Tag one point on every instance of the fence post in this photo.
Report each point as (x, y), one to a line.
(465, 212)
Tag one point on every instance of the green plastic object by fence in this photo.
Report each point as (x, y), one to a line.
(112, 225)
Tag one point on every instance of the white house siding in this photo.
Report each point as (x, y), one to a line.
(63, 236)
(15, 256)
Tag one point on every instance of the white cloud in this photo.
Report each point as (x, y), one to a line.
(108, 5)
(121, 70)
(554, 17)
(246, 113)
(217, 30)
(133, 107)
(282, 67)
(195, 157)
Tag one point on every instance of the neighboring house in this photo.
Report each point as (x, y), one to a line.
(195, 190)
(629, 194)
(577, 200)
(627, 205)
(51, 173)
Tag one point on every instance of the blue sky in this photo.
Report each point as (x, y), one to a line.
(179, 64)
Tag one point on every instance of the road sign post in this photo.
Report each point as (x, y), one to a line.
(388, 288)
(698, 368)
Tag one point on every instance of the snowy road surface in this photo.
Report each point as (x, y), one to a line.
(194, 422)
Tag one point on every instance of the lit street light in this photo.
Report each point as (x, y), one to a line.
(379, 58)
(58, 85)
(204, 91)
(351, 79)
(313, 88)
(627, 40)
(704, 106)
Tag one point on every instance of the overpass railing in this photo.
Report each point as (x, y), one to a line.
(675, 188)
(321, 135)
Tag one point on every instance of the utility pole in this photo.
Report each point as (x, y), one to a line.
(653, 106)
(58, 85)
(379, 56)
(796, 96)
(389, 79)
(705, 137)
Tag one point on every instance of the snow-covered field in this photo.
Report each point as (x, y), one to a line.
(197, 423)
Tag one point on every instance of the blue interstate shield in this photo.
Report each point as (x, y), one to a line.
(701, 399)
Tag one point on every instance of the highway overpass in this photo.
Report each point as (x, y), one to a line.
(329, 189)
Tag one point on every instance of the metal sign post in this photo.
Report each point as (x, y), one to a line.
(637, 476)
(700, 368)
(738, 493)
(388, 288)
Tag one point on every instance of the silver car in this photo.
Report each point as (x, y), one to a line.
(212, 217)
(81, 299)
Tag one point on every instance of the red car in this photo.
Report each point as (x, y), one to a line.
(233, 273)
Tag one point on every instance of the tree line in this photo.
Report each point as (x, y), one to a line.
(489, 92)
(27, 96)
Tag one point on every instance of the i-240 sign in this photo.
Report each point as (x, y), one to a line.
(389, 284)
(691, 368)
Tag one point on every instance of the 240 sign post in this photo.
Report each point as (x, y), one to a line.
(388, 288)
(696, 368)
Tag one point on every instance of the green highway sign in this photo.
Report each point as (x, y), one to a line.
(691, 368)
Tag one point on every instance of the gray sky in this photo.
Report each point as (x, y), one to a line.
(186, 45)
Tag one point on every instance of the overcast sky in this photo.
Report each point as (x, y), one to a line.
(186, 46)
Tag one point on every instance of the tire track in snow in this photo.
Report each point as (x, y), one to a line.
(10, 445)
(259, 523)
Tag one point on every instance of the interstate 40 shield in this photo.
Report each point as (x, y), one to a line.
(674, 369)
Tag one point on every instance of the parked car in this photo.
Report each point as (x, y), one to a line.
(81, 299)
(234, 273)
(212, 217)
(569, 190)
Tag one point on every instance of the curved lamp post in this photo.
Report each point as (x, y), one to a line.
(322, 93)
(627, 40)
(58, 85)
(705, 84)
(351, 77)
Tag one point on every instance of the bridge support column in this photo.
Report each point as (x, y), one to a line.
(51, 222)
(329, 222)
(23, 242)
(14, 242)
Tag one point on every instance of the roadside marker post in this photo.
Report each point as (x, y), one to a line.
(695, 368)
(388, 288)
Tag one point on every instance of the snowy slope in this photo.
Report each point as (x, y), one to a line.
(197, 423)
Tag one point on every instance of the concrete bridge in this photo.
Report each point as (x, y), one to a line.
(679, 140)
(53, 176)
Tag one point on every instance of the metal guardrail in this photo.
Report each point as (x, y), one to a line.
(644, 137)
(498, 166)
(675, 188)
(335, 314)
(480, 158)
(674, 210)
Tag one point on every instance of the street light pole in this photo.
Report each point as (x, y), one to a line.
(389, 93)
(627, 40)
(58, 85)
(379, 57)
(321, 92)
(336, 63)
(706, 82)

::::::

**TASK:** Return all of the items above verbatim, line by line, with nothing changed.

**WRITTEN RESPONSE:**
Tag one point on every instance of the fence post in this photo.
Report each point as (x, y), one to a line.
(465, 212)
Tag one point on every instance of the green plastic object by fence in this photo.
Report each point as (x, y), one to a line.
(112, 225)
Tag one point on every instance of the white house siding in this photo.
Report each point as (x, y), one to a line.
(63, 236)
(15, 256)
Tag one point on every instance of the white cloud in this photo.
Report each point as (x, y), one to a line.
(108, 5)
(121, 70)
(554, 17)
(246, 113)
(217, 30)
(133, 107)
(282, 67)
(195, 157)
Tag one point on every instance of the neighboring house in this photo.
Report each point as (x, y), one to a line.
(195, 190)
(629, 194)
(577, 200)
(627, 205)
(51, 173)
Tag one point on every instance of the blue sky in this photo.
Report each point as (x, y), one to a line.
(179, 64)
Tag one point on every instance of the road sign post in this photo.
Report each point as (x, y), one to a line.
(388, 288)
(698, 368)
Tag one point on every instance of the snowy road surface in this photo.
Report each point as (x, y), one to a line.
(194, 422)
Tag one point on every instance of the lit street light in this photo.
Report each point as (x, y), one to a line.
(379, 58)
(58, 85)
(204, 91)
(351, 79)
(313, 88)
(627, 40)
(704, 106)
Tag one point on every instance of the overpass railing in this photo.
Report each point as (x, y), one to a line.
(675, 188)
(321, 135)
Tag one point on every instance of the utility pole in this photo.
Report each point as (x, y), one to a line.
(653, 106)
(58, 85)
(379, 56)
(796, 96)
(389, 79)
(705, 137)
Tag one point on every instance of the snow-covered field in this photo.
Report each point as (x, y), one to a line.
(197, 423)
Tag one point on every instance of the blue interstate shield in this photo.
Report each point as (x, y), one to a line.
(701, 399)
Tag one point on every instance of the highway overpass in this photo.
Report each point as (x, y), one to a line.
(329, 189)
Tag one point on every instance of the metal sign post in this photo.
Report each point as (x, y), one to a line.
(637, 476)
(700, 368)
(738, 493)
(388, 288)
Tag one point on every instance of the silver car in this photo.
Report each point as (x, y), one to a line.
(212, 217)
(81, 299)
Tag one point on every instance of the red car in this photo.
Report each point as (x, y), one to a line.
(233, 273)
Tag one point on every instance of the tree line in this photo.
Report each point as (x, y), one to a line.
(489, 92)
(27, 96)
Tag one point on every instance of the i-240 sign in this photo.
Report each point as (x, y), one to a line.
(389, 284)
(691, 368)
Tag one point on every instance of the 240 sign post in this photo.
Report each point as (x, y), one to a line.
(388, 288)
(696, 368)
Tag one point on every instance of the green highway sign in this photo.
Report each point as (x, y), one to a line.
(691, 368)
Tag one point on every instance of the gray sky in this photo.
Report each point as (x, y), one to a line.
(186, 45)
Tag one point on every instance of the overcast sky in this photo.
Report each point as (x, y), one to a line.
(186, 46)
Tag one point on every instance of the tire track in snow in this photo.
Report each point as (x, y), one to a line.
(10, 445)
(259, 523)
Tag one point on every instance of the interstate 40 shield in this photo.
Report each point as (x, y), one to a line.
(674, 369)
Tag one point on every instance of the parked car in this photo.
Report each point as (x, y), one to a line.
(81, 299)
(234, 273)
(212, 217)
(569, 190)
Tag one point on every instance of the curved lamp post in this photo.
Report each point as (x, y), one to a line.
(322, 93)
(627, 40)
(58, 85)
(705, 84)
(351, 77)
Tag one point on every instance of the bridge support column in this photo.
Report each point as (x, y), one to a line.
(51, 222)
(329, 222)
(23, 242)
(14, 242)
Tag one point on every instance of the roadside marker post in this photo.
Report each point as (x, y), one to a line.
(695, 368)
(388, 288)
Tag one point on every instance of the snowy slope in this photo.
Report each point as (x, y), one to a line.
(197, 423)
Tag one point on every instance of the concrete bridge in this photo.
Report each point as (x, y), one to a line.
(679, 140)
(53, 176)
Tag one point on every instance of the metal guardrail in this photo.
Report each point as (x, y), one to a line.
(644, 137)
(498, 166)
(675, 188)
(335, 314)
(480, 158)
(674, 210)
Tag one point on every instance of the street light pole in this photo.
Report each point as (x, y), one to a line.
(389, 93)
(627, 40)
(58, 85)
(379, 57)
(321, 92)
(336, 63)
(706, 82)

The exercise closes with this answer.